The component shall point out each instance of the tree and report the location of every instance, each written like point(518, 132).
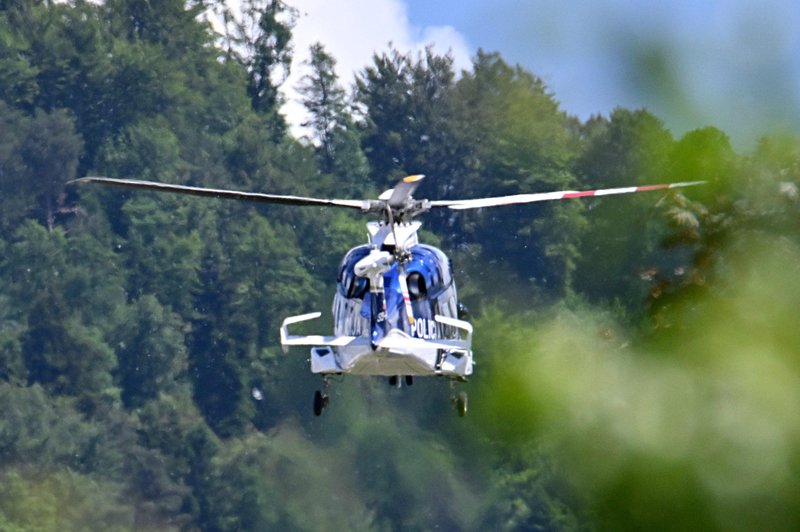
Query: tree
point(152, 353)
point(407, 116)
point(331, 122)
point(50, 150)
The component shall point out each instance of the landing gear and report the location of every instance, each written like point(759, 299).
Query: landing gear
point(459, 401)
point(461, 404)
point(321, 397)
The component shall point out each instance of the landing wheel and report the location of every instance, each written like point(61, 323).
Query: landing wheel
point(461, 404)
point(320, 402)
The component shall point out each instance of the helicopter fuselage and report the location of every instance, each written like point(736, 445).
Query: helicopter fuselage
point(396, 313)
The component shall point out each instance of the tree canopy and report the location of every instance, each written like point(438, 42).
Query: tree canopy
point(637, 355)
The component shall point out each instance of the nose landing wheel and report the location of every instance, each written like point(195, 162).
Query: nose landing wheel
point(459, 401)
point(321, 397)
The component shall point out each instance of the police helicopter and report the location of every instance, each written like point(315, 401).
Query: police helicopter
point(396, 312)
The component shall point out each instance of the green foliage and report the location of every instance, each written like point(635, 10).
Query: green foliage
point(637, 363)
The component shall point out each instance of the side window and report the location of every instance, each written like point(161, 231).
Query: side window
point(350, 285)
point(417, 288)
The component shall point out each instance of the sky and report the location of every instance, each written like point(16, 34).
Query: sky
point(732, 64)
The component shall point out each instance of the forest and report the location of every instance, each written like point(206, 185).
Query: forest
point(637, 357)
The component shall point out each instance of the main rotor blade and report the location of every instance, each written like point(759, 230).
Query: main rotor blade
point(221, 193)
point(551, 196)
point(404, 189)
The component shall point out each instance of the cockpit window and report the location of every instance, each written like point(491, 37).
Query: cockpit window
point(417, 289)
point(350, 285)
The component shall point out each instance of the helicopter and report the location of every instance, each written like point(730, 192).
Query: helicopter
point(396, 310)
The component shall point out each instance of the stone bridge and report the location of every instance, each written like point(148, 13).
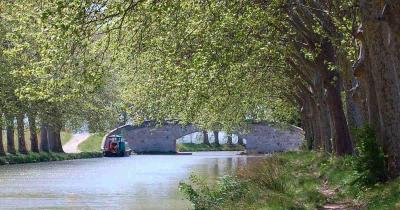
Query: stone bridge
point(155, 137)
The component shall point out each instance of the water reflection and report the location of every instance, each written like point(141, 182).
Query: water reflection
point(137, 182)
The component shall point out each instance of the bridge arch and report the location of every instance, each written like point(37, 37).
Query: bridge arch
point(152, 137)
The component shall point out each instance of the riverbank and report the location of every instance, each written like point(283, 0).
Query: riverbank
point(46, 157)
point(303, 180)
point(190, 147)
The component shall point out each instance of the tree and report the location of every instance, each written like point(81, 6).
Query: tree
point(205, 138)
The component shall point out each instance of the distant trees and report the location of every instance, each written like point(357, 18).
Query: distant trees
point(282, 61)
point(50, 73)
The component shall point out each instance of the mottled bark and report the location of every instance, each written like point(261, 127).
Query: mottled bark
point(216, 137)
point(331, 78)
point(33, 133)
point(10, 134)
point(44, 141)
point(2, 150)
point(343, 141)
point(240, 140)
point(205, 138)
point(54, 137)
point(21, 134)
point(381, 35)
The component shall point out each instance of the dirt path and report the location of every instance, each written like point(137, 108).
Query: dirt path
point(72, 145)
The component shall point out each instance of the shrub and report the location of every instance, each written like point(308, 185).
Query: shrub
point(227, 189)
point(370, 161)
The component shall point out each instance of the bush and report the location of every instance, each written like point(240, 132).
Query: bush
point(227, 189)
point(45, 157)
point(370, 162)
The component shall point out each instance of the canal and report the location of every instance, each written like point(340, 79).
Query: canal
point(136, 182)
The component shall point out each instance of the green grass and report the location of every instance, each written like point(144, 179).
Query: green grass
point(45, 157)
point(92, 144)
point(292, 180)
point(65, 137)
point(190, 147)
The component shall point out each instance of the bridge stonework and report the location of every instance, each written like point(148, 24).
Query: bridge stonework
point(260, 138)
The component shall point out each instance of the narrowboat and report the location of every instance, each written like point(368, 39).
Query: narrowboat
point(116, 146)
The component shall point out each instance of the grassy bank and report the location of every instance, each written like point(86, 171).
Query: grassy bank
point(190, 147)
point(65, 137)
point(45, 157)
point(92, 144)
point(293, 181)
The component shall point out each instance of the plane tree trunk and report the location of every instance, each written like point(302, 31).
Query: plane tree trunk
point(21, 134)
point(381, 20)
point(216, 137)
point(10, 134)
point(44, 140)
point(2, 150)
point(33, 133)
point(205, 138)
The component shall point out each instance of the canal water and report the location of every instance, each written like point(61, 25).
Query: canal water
point(136, 182)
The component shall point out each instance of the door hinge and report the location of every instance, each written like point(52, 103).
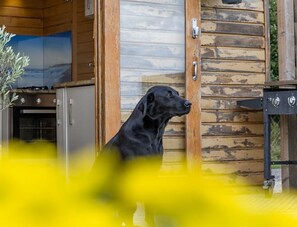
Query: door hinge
point(195, 29)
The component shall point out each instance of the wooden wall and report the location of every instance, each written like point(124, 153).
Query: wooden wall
point(233, 68)
point(83, 43)
point(22, 17)
point(57, 16)
point(46, 17)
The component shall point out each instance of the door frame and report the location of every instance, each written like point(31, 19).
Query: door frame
point(107, 75)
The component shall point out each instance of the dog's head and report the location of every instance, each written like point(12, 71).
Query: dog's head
point(163, 102)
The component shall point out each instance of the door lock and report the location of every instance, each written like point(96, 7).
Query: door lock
point(195, 29)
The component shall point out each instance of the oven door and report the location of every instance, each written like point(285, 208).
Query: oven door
point(30, 124)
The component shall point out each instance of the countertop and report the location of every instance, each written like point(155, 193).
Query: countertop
point(75, 83)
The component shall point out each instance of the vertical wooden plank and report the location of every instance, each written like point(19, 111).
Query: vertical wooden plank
point(97, 72)
point(193, 119)
point(110, 68)
point(267, 39)
point(74, 40)
point(285, 11)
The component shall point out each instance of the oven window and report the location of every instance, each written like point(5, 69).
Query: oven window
point(31, 124)
point(36, 127)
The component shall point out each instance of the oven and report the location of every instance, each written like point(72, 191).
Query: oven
point(31, 118)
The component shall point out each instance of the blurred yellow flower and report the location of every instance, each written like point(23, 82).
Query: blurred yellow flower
point(34, 192)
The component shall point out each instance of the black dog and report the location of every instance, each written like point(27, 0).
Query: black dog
point(142, 133)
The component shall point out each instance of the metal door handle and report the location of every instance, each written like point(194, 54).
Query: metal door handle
point(195, 72)
point(70, 111)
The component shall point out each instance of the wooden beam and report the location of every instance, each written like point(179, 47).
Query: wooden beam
point(109, 74)
point(286, 45)
point(193, 93)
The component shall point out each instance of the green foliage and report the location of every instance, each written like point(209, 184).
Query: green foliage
point(273, 40)
point(11, 68)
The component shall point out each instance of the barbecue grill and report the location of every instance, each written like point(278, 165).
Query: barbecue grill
point(279, 98)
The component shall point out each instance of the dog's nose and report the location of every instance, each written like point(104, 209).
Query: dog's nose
point(187, 104)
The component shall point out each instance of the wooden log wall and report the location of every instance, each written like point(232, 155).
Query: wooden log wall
point(83, 43)
point(22, 17)
point(57, 16)
point(233, 62)
point(46, 17)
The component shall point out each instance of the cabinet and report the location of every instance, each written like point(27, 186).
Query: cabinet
point(76, 126)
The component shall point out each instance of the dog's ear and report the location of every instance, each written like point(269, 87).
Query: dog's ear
point(150, 98)
point(145, 102)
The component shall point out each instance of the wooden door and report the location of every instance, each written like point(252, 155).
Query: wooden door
point(140, 44)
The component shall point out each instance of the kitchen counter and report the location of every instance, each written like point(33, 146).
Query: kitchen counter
point(75, 83)
point(29, 91)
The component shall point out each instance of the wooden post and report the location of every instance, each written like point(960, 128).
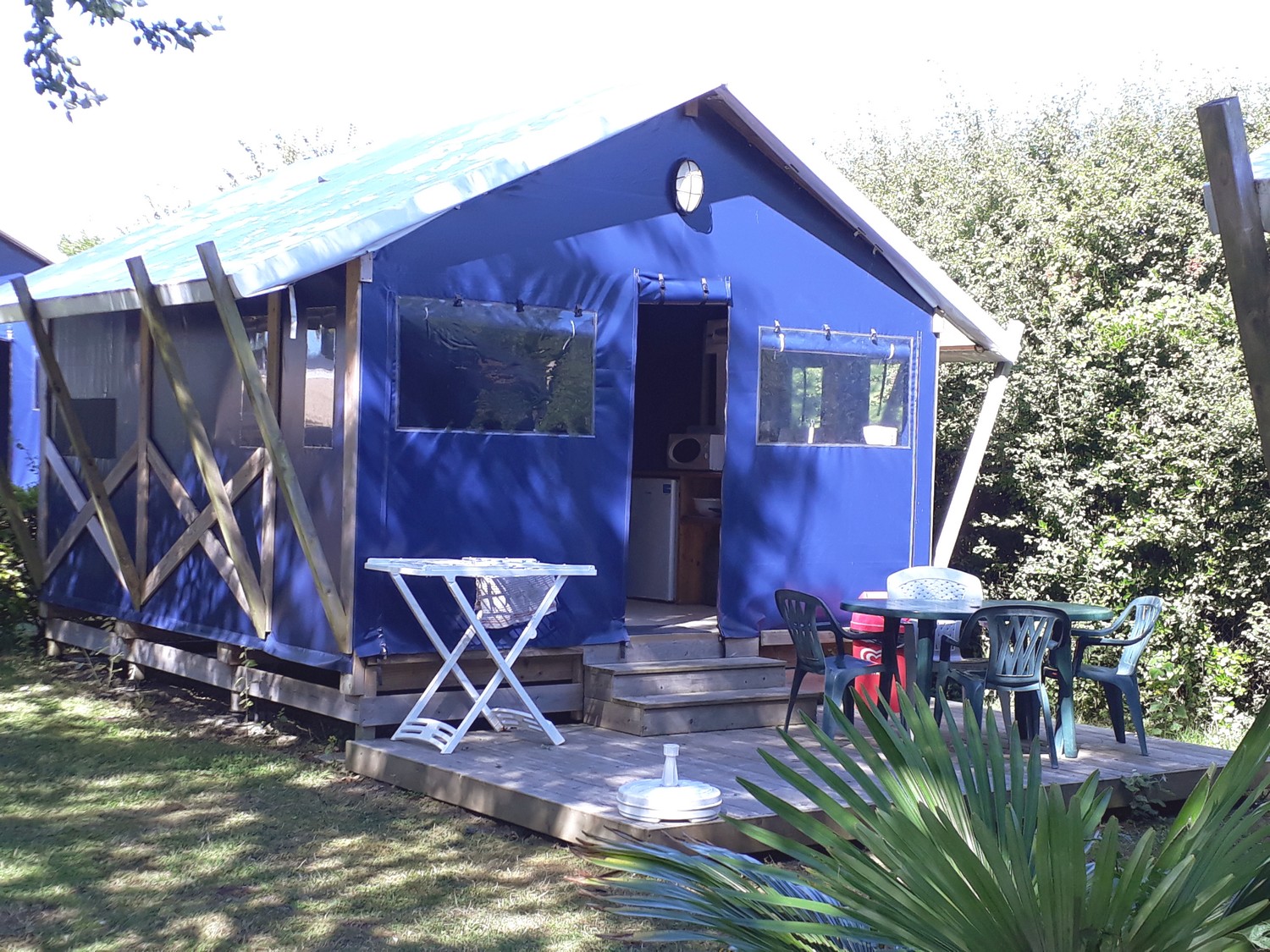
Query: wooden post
point(269, 482)
point(271, 434)
point(1244, 241)
point(200, 442)
point(352, 405)
point(975, 452)
point(97, 492)
point(145, 395)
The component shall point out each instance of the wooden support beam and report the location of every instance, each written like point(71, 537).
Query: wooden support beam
point(200, 526)
point(1244, 241)
point(269, 487)
point(145, 398)
point(28, 546)
point(975, 452)
point(86, 513)
point(200, 442)
point(109, 522)
point(271, 434)
point(352, 416)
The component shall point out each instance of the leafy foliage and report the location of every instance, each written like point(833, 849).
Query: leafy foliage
point(55, 73)
point(1125, 459)
point(70, 245)
point(1005, 865)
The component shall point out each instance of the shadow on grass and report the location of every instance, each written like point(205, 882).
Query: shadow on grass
point(121, 828)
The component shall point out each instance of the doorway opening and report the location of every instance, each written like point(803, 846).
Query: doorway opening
point(681, 378)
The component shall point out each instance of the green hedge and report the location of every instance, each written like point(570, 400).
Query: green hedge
point(1127, 459)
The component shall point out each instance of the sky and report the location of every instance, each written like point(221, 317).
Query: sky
point(373, 70)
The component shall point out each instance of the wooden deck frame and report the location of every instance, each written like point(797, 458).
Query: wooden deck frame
point(101, 499)
point(86, 515)
point(271, 434)
point(201, 443)
point(571, 791)
point(208, 663)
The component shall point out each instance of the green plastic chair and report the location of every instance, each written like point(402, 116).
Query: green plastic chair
point(800, 614)
point(1120, 683)
point(1019, 636)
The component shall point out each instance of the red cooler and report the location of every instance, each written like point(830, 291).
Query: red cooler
point(871, 652)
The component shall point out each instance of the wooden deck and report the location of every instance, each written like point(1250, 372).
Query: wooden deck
point(571, 791)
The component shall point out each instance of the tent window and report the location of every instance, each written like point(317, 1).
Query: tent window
point(494, 367)
point(832, 388)
point(319, 376)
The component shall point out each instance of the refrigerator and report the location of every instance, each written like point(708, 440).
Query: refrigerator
point(652, 553)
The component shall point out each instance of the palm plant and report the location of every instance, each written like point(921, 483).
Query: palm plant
point(931, 842)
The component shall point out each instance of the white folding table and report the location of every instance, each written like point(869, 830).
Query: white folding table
point(439, 733)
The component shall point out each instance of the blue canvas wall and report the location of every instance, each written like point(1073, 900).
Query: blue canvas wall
point(573, 235)
point(832, 520)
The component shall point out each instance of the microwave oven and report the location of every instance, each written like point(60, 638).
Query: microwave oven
point(695, 451)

PROBLEM TO SOLVE: Present the stretch of the data from the line containing "The component shall point out each instance of the stone" through the line containing "point(137, 182)" as a numbered list, omitting blank lines and any pictures.

COMPLETE ANSWER:
1. The component shall point out each instance of the stone bridge and report the location of every instance, each written like point(148, 13).
2. Query: stone bridge
3. point(155, 137)
4. The component shall point out each instance of the water reflection and report the location of every instance, each written like point(141, 182).
5. Query: water reflection
6. point(137, 182)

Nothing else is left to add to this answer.